▶ [Request]:
Rewrite the rows below with every "Quickstart" swapped for "Getting Started" and everything else left unchanged, omitting the pictures from your answer.

(Rows pointing to named objects)
^^^^^^^^
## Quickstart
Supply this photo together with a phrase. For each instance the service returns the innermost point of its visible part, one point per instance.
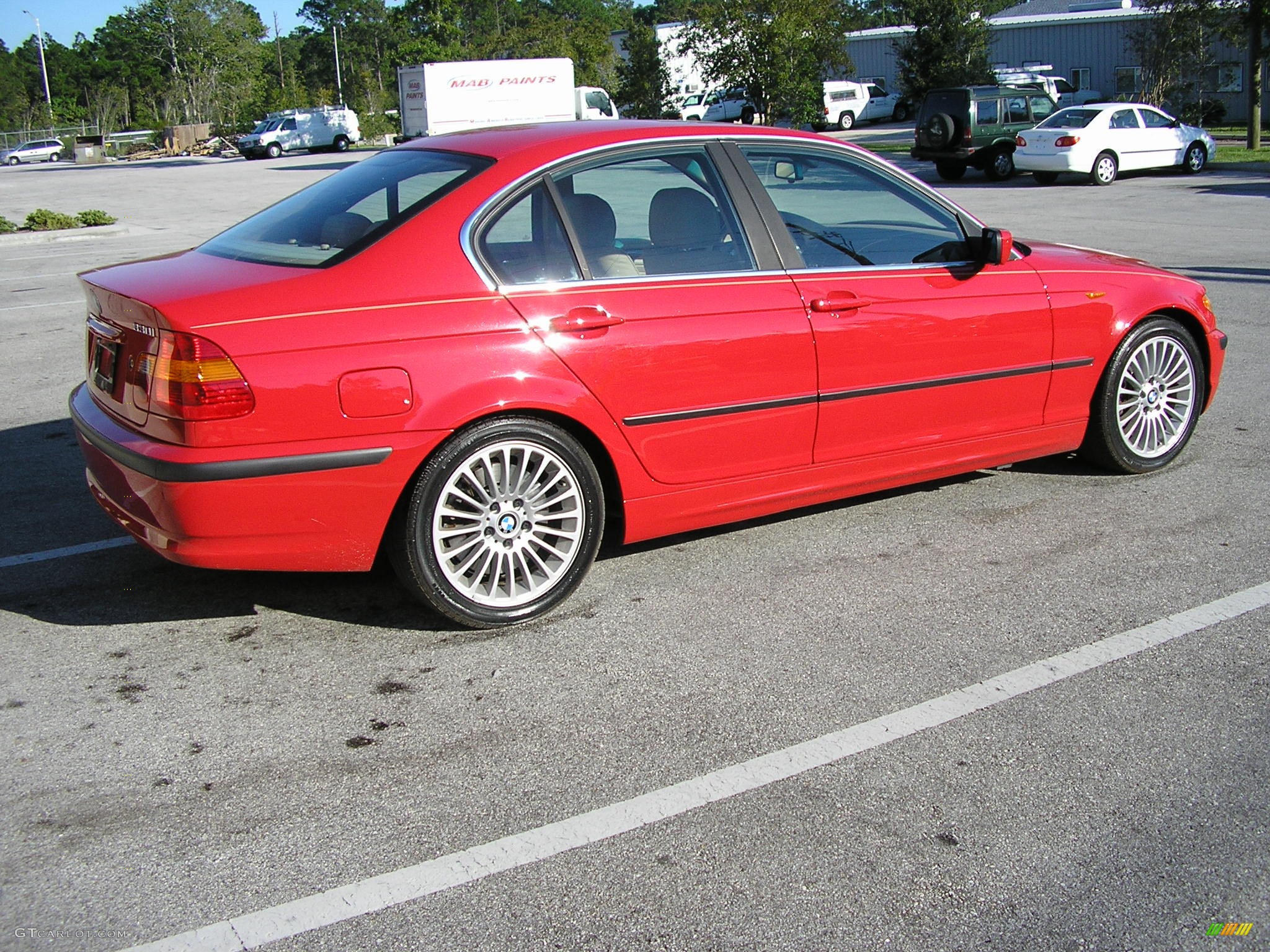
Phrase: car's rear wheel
(1001, 167)
(1105, 169)
(1148, 400)
(1196, 157)
(502, 524)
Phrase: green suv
(975, 126)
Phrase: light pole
(43, 69)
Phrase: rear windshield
(1070, 120)
(349, 211)
(945, 100)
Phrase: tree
(779, 50)
(643, 81)
(949, 47)
(1175, 48)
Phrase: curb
(38, 238)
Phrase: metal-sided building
(1088, 43)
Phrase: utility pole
(43, 69)
(339, 86)
(277, 42)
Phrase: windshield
(1070, 120)
(349, 211)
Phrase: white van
(1059, 88)
(326, 127)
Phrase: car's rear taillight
(192, 379)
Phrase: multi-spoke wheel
(504, 523)
(1150, 399)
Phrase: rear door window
(846, 214)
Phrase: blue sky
(63, 19)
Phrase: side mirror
(996, 245)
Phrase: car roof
(561, 139)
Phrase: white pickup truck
(848, 102)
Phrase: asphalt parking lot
(246, 753)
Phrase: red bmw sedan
(475, 352)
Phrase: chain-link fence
(11, 140)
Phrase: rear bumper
(290, 511)
(1060, 162)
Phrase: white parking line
(65, 551)
(412, 883)
(46, 304)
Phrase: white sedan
(1104, 140)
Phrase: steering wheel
(812, 240)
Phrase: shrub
(92, 218)
(45, 220)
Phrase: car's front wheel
(1196, 157)
(1001, 167)
(502, 524)
(1105, 169)
(1148, 400)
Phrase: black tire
(1148, 399)
(1105, 169)
(511, 532)
(938, 131)
(1001, 167)
(1196, 157)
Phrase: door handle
(580, 319)
(843, 302)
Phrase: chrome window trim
(468, 231)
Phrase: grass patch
(888, 148)
(1238, 154)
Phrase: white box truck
(334, 127)
(448, 97)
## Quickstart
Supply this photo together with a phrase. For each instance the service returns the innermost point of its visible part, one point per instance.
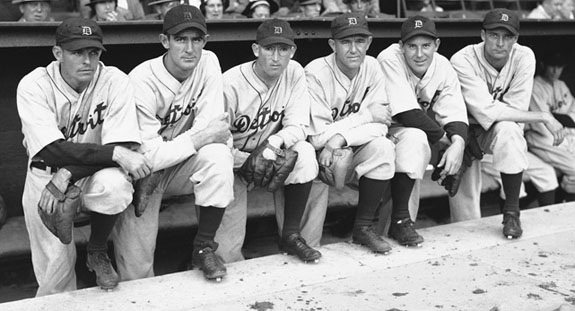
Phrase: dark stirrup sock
(296, 196)
(401, 187)
(208, 223)
(511, 187)
(546, 198)
(370, 194)
(101, 226)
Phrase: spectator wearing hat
(34, 11)
(161, 7)
(260, 8)
(551, 95)
(496, 79)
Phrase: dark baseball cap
(502, 18)
(349, 24)
(273, 31)
(79, 33)
(183, 17)
(417, 26)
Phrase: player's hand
(452, 159)
(134, 163)
(381, 113)
(217, 132)
(48, 202)
(556, 129)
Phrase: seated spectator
(212, 9)
(260, 8)
(160, 8)
(549, 9)
(34, 10)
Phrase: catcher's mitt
(335, 174)
(265, 173)
(143, 190)
(61, 221)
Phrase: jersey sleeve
(160, 153)
(38, 116)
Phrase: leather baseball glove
(61, 221)
(335, 174)
(143, 190)
(266, 173)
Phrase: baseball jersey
(339, 105)
(487, 91)
(438, 91)
(168, 108)
(553, 98)
(51, 110)
(257, 112)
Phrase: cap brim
(351, 32)
(275, 40)
(189, 25)
(420, 32)
(79, 44)
(504, 26)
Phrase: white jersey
(438, 91)
(258, 112)
(339, 105)
(553, 98)
(487, 91)
(167, 108)
(51, 110)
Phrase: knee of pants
(108, 191)
(412, 153)
(306, 167)
(375, 159)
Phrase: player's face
(78, 67)
(214, 9)
(553, 73)
(104, 9)
(418, 52)
(261, 11)
(184, 51)
(311, 10)
(272, 59)
(350, 52)
(498, 44)
(359, 6)
(35, 11)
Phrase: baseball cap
(349, 24)
(182, 17)
(274, 31)
(79, 33)
(417, 26)
(502, 18)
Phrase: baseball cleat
(294, 244)
(211, 265)
(511, 225)
(364, 235)
(403, 232)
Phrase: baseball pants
(108, 191)
(208, 175)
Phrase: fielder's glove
(266, 173)
(61, 221)
(143, 190)
(335, 174)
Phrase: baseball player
(496, 79)
(349, 108)
(184, 132)
(268, 103)
(77, 114)
(428, 108)
(550, 94)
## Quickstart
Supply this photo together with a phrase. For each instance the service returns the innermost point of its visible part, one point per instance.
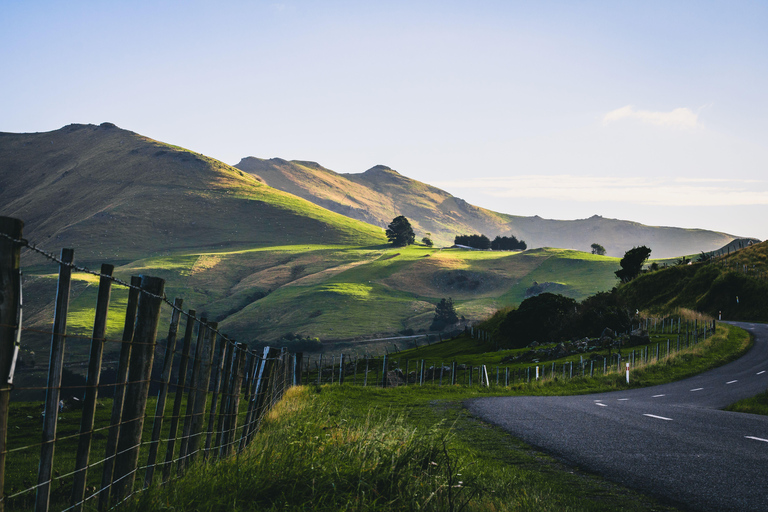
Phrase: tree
(400, 232)
(598, 249)
(445, 314)
(632, 263)
(539, 318)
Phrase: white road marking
(658, 417)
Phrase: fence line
(207, 394)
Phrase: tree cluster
(399, 232)
(445, 314)
(508, 243)
(549, 317)
(632, 263)
(474, 241)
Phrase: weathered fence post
(119, 395)
(233, 400)
(137, 389)
(165, 378)
(201, 393)
(53, 391)
(222, 389)
(181, 384)
(185, 435)
(10, 319)
(92, 389)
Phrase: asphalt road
(671, 441)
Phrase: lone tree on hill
(632, 263)
(400, 232)
(445, 314)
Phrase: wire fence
(656, 340)
(92, 443)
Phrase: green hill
(735, 285)
(380, 194)
(115, 195)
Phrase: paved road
(670, 440)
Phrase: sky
(649, 111)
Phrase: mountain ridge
(380, 193)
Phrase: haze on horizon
(647, 111)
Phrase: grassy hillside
(113, 194)
(380, 194)
(711, 287)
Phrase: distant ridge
(112, 193)
(379, 194)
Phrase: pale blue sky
(655, 112)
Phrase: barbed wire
(29, 245)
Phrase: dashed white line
(658, 417)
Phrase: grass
(349, 447)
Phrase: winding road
(670, 441)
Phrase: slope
(114, 194)
(380, 193)
(734, 285)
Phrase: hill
(380, 194)
(113, 194)
(260, 261)
(735, 285)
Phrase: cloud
(647, 191)
(677, 118)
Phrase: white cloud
(631, 190)
(677, 118)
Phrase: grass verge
(413, 448)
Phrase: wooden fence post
(181, 385)
(137, 389)
(218, 377)
(201, 398)
(53, 391)
(226, 375)
(119, 395)
(10, 302)
(92, 389)
(185, 436)
(233, 400)
(165, 378)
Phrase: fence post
(233, 401)
(137, 390)
(201, 398)
(165, 378)
(10, 320)
(119, 395)
(181, 384)
(92, 389)
(202, 327)
(298, 377)
(219, 387)
(53, 391)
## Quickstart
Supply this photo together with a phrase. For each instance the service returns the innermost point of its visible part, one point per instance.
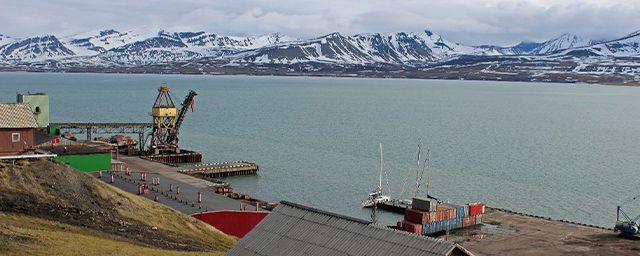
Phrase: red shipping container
(448, 212)
(466, 221)
(411, 227)
(416, 216)
(477, 208)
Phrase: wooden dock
(224, 169)
(184, 157)
(394, 205)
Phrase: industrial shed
(293, 229)
(17, 126)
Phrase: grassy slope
(70, 198)
(23, 235)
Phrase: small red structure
(235, 223)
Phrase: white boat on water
(376, 196)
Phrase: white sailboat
(376, 196)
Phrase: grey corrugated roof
(17, 115)
(293, 229)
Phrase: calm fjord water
(566, 151)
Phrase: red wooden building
(17, 127)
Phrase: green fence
(87, 163)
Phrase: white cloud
(470, 22)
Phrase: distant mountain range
(111, 49)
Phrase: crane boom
(188, 100)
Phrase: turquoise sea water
(567, 151)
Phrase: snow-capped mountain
(147, 46)
(562, 42)
(394, 48)
(626, 46)
(5, 39)
(35, 49)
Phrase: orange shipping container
(411, 227)
(416, 216)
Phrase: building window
(15, 137)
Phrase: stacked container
(433, 217)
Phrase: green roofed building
(39, 105)
(83, 158)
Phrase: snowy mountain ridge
(148, 46)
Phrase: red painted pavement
(235, 223)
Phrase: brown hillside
(57, 192)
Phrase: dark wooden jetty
(224, 169)
(394, 205)
(185, 156)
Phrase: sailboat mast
(418, 168)
(380, 184)
(428, 167)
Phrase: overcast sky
(472, 22)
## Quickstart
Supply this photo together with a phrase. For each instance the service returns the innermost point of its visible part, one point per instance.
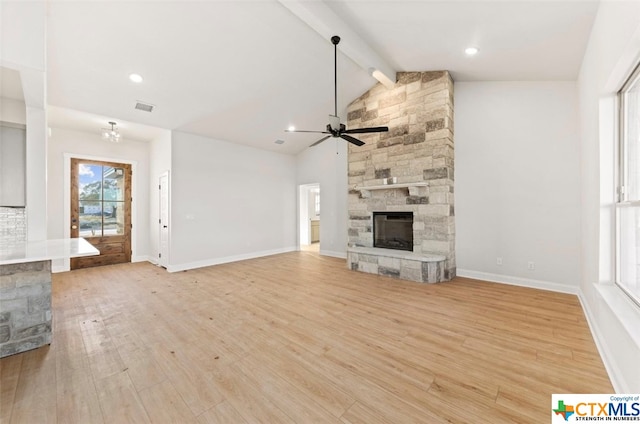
^^^^^^^^
▶ [Response]:
## Getting Started
Supply this photo together with a phrase. For each instance the service returns the innermost point of its visible part, one point per instance.
Phrase: car's rear wheel
(1001, 167)
(1105, 169)
(1148, 400)
(1196, 157)
(502, 524)
Phrase: green suv
(975, 126)
Phrase: light pole
(43, 69)
Phrase: rear windshield
(1070, 120)
(349, 211)
(945, 100)
Phrase: tree
(779, 50)
(643, 81)
(949, 47)
(1175, 48)
Phrase: curb
(38, 238)
Phrase: metal-sided building
(1088, 43)
Phrase: utility pole
(43, 69)
(339, 86)
(277, 42)
Phrase: windshield
(1070, 120)
(349, 211)
Phrase: white van
(1059, 88)
(326, 127)
Phrase: car's rear taillight
(192, 379)
Phrase: multi-spoke wheel
(504, 523)
(1150, 399)
Phrase: rear door window
(846, 214)
Phrase: blue sky
(63, 19)
Phrase: side mirror
(996, 245)
Phrase: car roof
(561, 139)
Phrase: white pickup truck
(848, 102)
Phrase: asphalt parking lot
(246, 753)
Phrase: red bmw sedan
(475, 352)
Phrase: chain-link fence
(11, 140)
Phrase: rear bumper
(290, 511)
(1060, 162)
Phrase: white parking line
(65, 551)
(412, 883)
(46, 304)
Phrase: white sedan
(1104, 140)
Phrase: steering wheel
(812, 240)
Phrase: shrub
(92, 218)
(45, 220)
Phrase: car's front wheel
(1196, 157)
(1001, 167)
(502, 524)
(1105, 169)
(1148, 400)
Phrase: black tire
(1148, 399)
(1105, 169)
(511, 532)
(938, 131)
(1001, 167)
(1196, 157)
Phrase: door handle
(580, 319)
(843, 302)
Phrase: chrome window trim
(468, 231)
Phrase: grass patch
(888, 148)
(1238, 154)
Phrase: white box truck
(334, 127)
(448, 97)
## Getting Started
Supply this photo together with a phrase. For each instance the service returns the innermost point of its visible part, one point per instance.
Phrase: dark stirrup sock
(296, 196)
(401, 187)
(208, 223)
(511, 187)
(546, 198)
(370, 194)
(101, 226)
Phrase: spectator wearing hat
(34, 11)
(161, 7)
(260, 8)
(551, 95)
(496, 79)
Phrase: dark baseball cap
(502, 18)
(349, 24)
(273, 31)
(79, 33)
(183, 17)
(417, 26)
Phrase: player's hand
(452, 159)
(134, 163)
(381, 113)
(217, 132)
(48, 202)
(556, 129)
Phrase: seated spectator
(212, 9)
(260, 8)
(160, 8)
(549, 9)
(34, 10)
Phrase: catcher's mitt
(335, 174)
(265, 173)
(143, 190)
(61, 221)
Phrase: jersey sleeve
(160, 153)
(38, 116)
Phrase: leather baseball glove
(61, 221)
(335, 174)
(143, 190)
(266, 173)
Phrase: baseball jersey
(339, 105)
(487, 91)
(438, 91)
(168, 108)
(553, 98)
(51, 110)
(257, 112)
Phrase: cap brim
(351, 32)
(275, 40)
(189, 25)
(420, 32)
(79, 44)
(504, 26)
Phrase: white jersey
(438, 91)
(258, 112)
(339, 105)
(553, 98)
(487, 91)
(167, 108)
(51, 110)
Phrase: knee of pants
(108, 191)
(412, 153)
(306, 167)
(375, 159)
Phrase: player's face
(78, 67)
(214, 9)
(553, 73)
(104, 9)
(418, 52)
(261, 11)
(184, 51)
(311, 10)
(272, 59)
(350, 52)
(498, 44)
(359, 6)
(35, 11)
Phrase: baseball cap
(349, 24)
(182, 17)
(274, 31)
(79, 33)
(417, 26)
(502, 18)
Phrase: baseball cleat
(294, 244)
(211, 265)
(511, 225)
(364, 235)
(403, 232)
Phrase: baseball pants
(108, 191)
(208, 175)
Phrase: fielder's glove
(266, 173)
(61, 221)
(143, 190)
(335, 174)
Phrase: baseball player
(496, 79)
(349, 108)
(184, 132)
(268, 103)
(77, 114)
(428, 108)
(550, 94)
## Getting Started
Supply this photo together with a phrase. For each instance the service returns the innermost point of its visible part, one point per instance.
Phrase: tree
(400, 232)
(598, 249)
(445, 314)
(632, 263)
(539, 318)
Phrase: white road marking
(658, 417)
Phrase: fence line
(207, 394)
Phrase: tree cluster
(399, 232)
(445, 314)
(508, 243)
(549, 317)
(632, 263)
(474, 241)
Phrase: weathered fence post
(119, 395)
(233, 400)
(137, 389)
(165, 378)
(201, 393)
(53, 391)
(222, 389)
(181, 384)
(185, 435)
(10, 319)
(92, 389)
Phrase: asphalt road
(671, 441)
Phrase: lone tree on hill
(632, 263)
(400, 232)
(445, 314)
Phrase: wire fence
(656, 340)
(92, 443)
Phrase: green hill
(735, 285)
(380, 194)
(115, 195)
Phrase: paved road
(670, 440)
Phrase: sky
(649, 111)
Phrase: mountain ridge
(380, 193)
Phrase: haze on horizon
(647, 111)
Phrase: grassy hillside
(113, 194)
(380, 194)
(711, 287)
Phrase: distant ridge
(112, 193)
(379, 194)
Phrase: pale blue sky
(655, 112)
Phrase: barbed wire
(29, 245)
Phrase: dashed white line
(658, 417)
Phrase: grass
(349, 447)
Phrase: winding road
(670, 441)
Phrase: slope
(114, 194)
(380, 193)
(734, 285)
Phrase: hill
(380, 194)
(113, 194)
(260, 261)
(735, 285)
Phrase: cloud
(647, 191)
(677, 118)
Phrase: white cloud
(631, 190)
(677, 118)
Phrase: grass verge
(413, 448)
Phrase: wooden fence post
(181, 385)
(137, 389)
(218, 377)
(201, 398)
(53, 391)
(226, 375)
(119, 395)
(10, 302)
(92, 389)
(185, 436)
(233, 400)
(165, 378)
Phrase: fence post
(233, 401)
(137, 390)
(201, 398)
(165, 378)
(10, 320)
(119, 395)
(181, 384)
(92, 389)
(202, 327)
(298, 377)
(219, 387)
(53, 391)
## Getting Started
Supply this photo together with a phrase. For each instance the service returns the innermost point of its visible part, one point per instance.
Phrase: red shipping container
(448, 212)
(466, 221)
(411, 227)
(416, 216)
(477, 208)
Phrase: wooden dock
(224, 169)
(184, 157)
(394, 205)
Phrase: industrial shed
(293, 229)
(17, 126)
Phrase: grassy slope
(70, 198)
(23, 235)
Phrase: small red structure
(235, 223)
Phrase: white boat on water
(376, 196)
Phrase: white sailboat
(376, 196)
Phrase: grey corrugated roof
(17, 115)
(293, 229)
Phrase: calm fjord water
(566, 151)
Phrase: red wooden building
(17, 127)
Phrase: green fence
(87, 163)
Phrase: white cloud
(470, 22)
Phrase: distant mountain range
(111, 49)
Phrase: crane boom
(188, 100)
Phrase: turquoise sea water
(567, 151)
Phrase: snow-capped mountain
(147, 46)
(562, 42)
(394, 48)
(626, 46)
(5, 39)
(35, 49)
Phrase: orange shipping container
(411, 227)
(416, 216)
Phrase: building window
(15, 137)
Phrase: stacked container
(433, 217)
Phrase: green roofed building
(39, 105)
(83, 158)
Phrase: snowy mountain ridge
(148, 46)
Phrase: red painted pavement
(235, 223)
Phrase: brown hillside
(57, 192)
Phrase: dark wooden jetty
(224, 169)
(394, 205)
(185, 156)
Phrase: sailboat mast
(418, 168)
(380, 184)
(428, 167)
Phrase: overcast sky
(472, 22)
## Getting Started
Supply this photo together with a phrase. For each instance the service returns the innermost point of its visible part, one point per instance.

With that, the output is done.